▶ Фрагмент документа
Смерть как праздник: психология террористов сто лет назад и сейчас.
Карета министра внутренних дел России Вячеслава фон Плеве, разрушенная взрывом. Петербург, 15 (28) июля 1904 года.
06.12.2015
Группировка “Исламское государство” (признана террористической в России и ряде других стран. – РС) обладает для тех, кого вербует в свои ряды, наивысшим революционным драйвом со времен большевистской революции в России и фашистских движений в Европе, заявил на слушаниях в комитете по борьбе с терроризмом при Совете Безопасности ООН американский антрополог Скотт Этран, специалист по экстремистским организациям.
Можно ли говорить о том, что нынешний фанатизм исламских террористов – явление не новое и встречалось в революционных движениях прошлого, в том числе и в России? Каковы перспективы борьбы с террористами, если учитывать уроки истории? Об этом в интервью Русской редакции Азаттыка — Радио Свобода размышляет Леонид Прайсман – израильский историк, сотрудник Иерусалимского университета, автор книги “Террористы и революционеры, охранники и провокаторы” и других работ о русском революционном движении.
– Чисто психологически речь идет о том, что есть молодые люди, которые абсолютно уверены, что их основной целью является уничтожение того общества и того строя, в котором они живут, потому что это общество и строй, по их мнению, чудовищно несправедливы. Например, если мы возьмем самую страшную террористическую организацию начала ХХ века – Боевую организацию Партии социалистов-революционеров, то в нее шли люди из самых разных сословий, в том числе представители дворянских семей. Эти люди были убеждены, что царская власть – это какая-то дьявольская власть. Причем среди этих людей были и верующие.
Сейчас говорят, что якобы мусульмане-террористы верят, что их на том свете ждут 72 гурии и прочие радости. Но если мы посмотрим, как умирали эсеровские боевики, никаких гурий не ждавшие, если вспомним знаменитый “Рассказ о семи повешенных” Леонида Андреева, то, как эти люди умирали, – они шли на казнь как на праздник, отдавали свою жизнь за самое святое, во что верили. И мы знаем, к какому ужасу эти люди в итоге привели Россию. Психологически, наверное, в этом можно найти общее с нынешними радикальными исламистами. Тут не в гуриях дело.

▶ Сохранённые записи
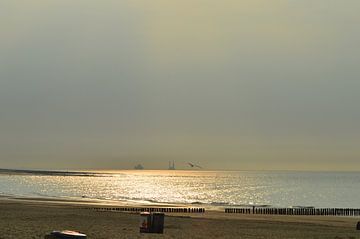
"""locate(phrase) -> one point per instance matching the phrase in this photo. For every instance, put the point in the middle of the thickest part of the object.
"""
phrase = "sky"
(232, 85)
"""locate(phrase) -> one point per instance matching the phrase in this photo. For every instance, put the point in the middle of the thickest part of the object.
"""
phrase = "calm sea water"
(319, 189)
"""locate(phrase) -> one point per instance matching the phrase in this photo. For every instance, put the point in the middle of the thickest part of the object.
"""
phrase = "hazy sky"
(227, 84)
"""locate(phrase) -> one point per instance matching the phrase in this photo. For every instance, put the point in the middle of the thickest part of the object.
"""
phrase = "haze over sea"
(211, 188)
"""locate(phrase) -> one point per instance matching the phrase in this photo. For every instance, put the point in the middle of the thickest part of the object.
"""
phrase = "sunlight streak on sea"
(217, 188)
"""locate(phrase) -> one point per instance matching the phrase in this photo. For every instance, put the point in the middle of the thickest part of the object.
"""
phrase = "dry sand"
(33, 219)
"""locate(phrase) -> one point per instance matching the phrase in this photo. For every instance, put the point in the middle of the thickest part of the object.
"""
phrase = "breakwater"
(151, 209)
(297, 211)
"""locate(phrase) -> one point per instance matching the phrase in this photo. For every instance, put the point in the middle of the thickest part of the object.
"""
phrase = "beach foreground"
(34, 219)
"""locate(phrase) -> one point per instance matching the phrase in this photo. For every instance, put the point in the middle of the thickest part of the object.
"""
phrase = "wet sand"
(34, 219)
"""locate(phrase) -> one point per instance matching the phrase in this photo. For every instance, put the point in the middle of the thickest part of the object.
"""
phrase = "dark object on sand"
(152, 222)
(145, 222)
(157, 222)
(65, 235)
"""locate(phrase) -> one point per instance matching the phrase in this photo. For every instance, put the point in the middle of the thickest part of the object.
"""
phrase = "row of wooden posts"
(152, 209)
(297, 211)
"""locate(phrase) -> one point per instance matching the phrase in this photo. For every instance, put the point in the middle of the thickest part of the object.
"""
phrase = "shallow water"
(276, 188)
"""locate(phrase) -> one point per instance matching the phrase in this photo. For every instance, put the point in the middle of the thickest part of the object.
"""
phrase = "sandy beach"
(34, 219)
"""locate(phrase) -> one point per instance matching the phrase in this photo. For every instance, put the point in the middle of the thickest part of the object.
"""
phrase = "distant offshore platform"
(171, 166)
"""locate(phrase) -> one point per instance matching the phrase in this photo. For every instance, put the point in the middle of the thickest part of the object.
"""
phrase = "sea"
(206, 188)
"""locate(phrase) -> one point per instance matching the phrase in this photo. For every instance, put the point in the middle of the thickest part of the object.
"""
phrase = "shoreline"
(33, 218)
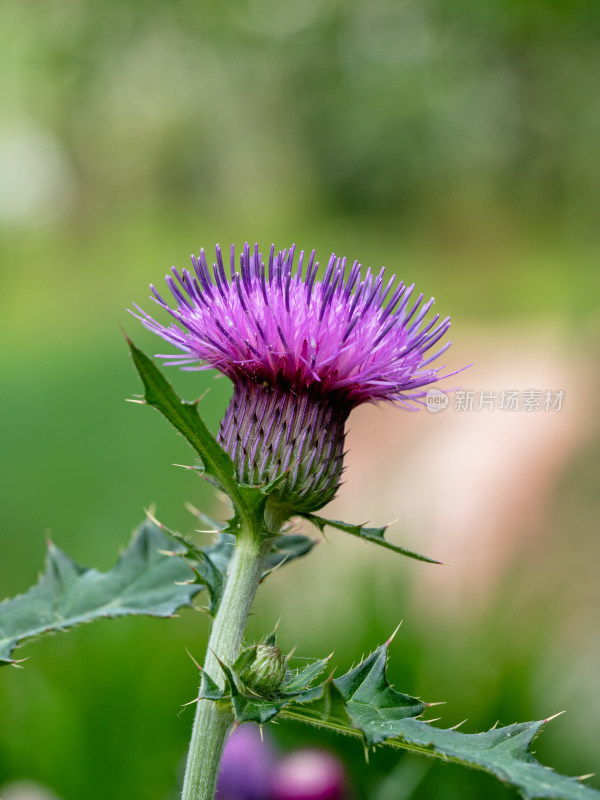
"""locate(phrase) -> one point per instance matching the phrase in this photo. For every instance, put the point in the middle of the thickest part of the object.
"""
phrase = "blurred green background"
(455, 142)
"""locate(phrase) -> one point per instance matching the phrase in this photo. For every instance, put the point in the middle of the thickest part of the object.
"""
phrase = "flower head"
(302, 352)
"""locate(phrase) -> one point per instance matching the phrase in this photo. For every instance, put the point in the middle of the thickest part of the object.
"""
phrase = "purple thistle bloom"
(302, 353)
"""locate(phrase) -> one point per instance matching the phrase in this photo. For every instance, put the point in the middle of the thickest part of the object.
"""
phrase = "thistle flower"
(301, 353)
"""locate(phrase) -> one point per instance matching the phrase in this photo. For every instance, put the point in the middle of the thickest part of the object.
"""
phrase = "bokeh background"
(455, 142)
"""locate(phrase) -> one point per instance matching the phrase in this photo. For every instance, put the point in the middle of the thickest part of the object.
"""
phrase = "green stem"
(212, 721)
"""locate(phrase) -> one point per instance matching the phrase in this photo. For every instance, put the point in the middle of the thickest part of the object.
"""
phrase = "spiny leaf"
(376, 535)
(362, 703)
(211, 562)
(144, 581)
(248, 501)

▶ Задание к выполнению
Продолжите текст о психологии террористов прошлого и настоящего, начав сразу после его последнего предложения.

▶ Письменный ответ
Разница же заключается, видимо, в том, что у революционеров прошлого всё же были какие-то моральные границы. Вот пример: террорист Иван Каляев при первой попытке покушения не бросил бомбу в карету великого князя Сергея Александровича, московского генерал-губернатора, поскольку в карете, кроме великого князя, находились дети его брата Павла, которых великий князь Сергей воспитывал. Каляев потом спросил у одного из эсеровских лидеров – Бориса Савинкова: “Скажи, пожалуйста, ты считаешь, что я прав? Если Боевая организация партии скажет мне в твоем лице, что я неправ, что, мол, пойди и убей, я пойду и убью”. Савинков сказал, что он был прав. Впрочем, через два дня Каляев совершил вторую попытку и убил Сергея Александровича. Это очень своеобразная мораль, но все-таки здесь есть какие-то границы. Революционные террористы убивали, как правило, тех, кого считали своими врагами. Другое дело, что толкование понятия “враг” могло быть весьма широким. Например, были такие анархисты-безмотивники. И вот, кофейня Липмана в Одессе, декабрь 1905 года, там сидят в основном еврейские семьи с детьми, и евреи-террористы из числа этих анархистов забрасывают эту кофейню бомбами. За что? А в кафе, считают они, рабочие не сидят, в кафе пирует кровавая буржуазия. То есть идеологические мотивировки были сильные.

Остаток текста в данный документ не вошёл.